REQUIRED ACTION A » In the article on the Goodwin stock buyback suit, who co-founded MiraDx?
REQUIRED ACTION B » From the article on the Goodwin stock buyback suit, extract the passage starting with "July 31, 2023, 9:27 PM" and going on through "declined to comment.", copying it word for word.

(EXCERPT TO READ Opens)

Goodwin Attorney Loses Suit Against Partner Over Stock Buyback

July 31, 2023, 9:27 PM UTC

A Delaware judge rejected a Goodwin Procter attorney’s claims that a Goodwin partner manipulated him into selling his shares in a biotech firm at a steep discount that ultimately lost him millions of dollars.

The Friday judgment appears to end a legal spat between Gilbert Menna and Andrew J. Weidhaas, two longtime Goodwin corporate partners who have practiced alongside each other at the Big Law firm for about three decades. The firm is not involved in the dispute and declined to comment.

Their fight revolved around Menna’s shares in MiraDx, a molecular genetics and cancer research firm co-founded by Weidhaas’ wife, Joanne Weidhaas, and for which Weidhaas serves as a director. MiraDx began developing and providing Covid-19 PCR tests in 2020.

Menna and Weidhaas and MiraDX did not immediately return a request for comment.

Menna, a former member of Goodwin’s management and executive committees, sued the Weidhaases and MiraDx last year, alleging they fraudulently induced him to sell his shares back to the company after it disclosed in 2020 that it began producing its own Covid-19 tests.

(EXCERPT TO READ Closes)
(INFORMATION PROVIDED Opens)

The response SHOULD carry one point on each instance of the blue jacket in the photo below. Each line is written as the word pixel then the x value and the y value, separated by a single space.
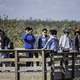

(INFORMATION PROVIDED Closes)

OUTPUT A » Joanne Weidhaas, the wife of Andrew J. Weidhaas.

OUTPUT B »
July 31, 2023, 9:27 PM UTC

A Delaware judge rejected a Goodwin Procter attorney’s claims that a Goodwin partner manipulated him into selling his shares in a biotech firm at a steep discount that ultimately lost him millions of dollars.

The Friday judgment appears to end a legal spat between Gilbert Menna and Andrew J. Weidhaas, two longtime Goodwin corporate partners who have practiced alongside each other at the Big Law firm for about three decades. The firm is not involved in the dispute and declined to comment.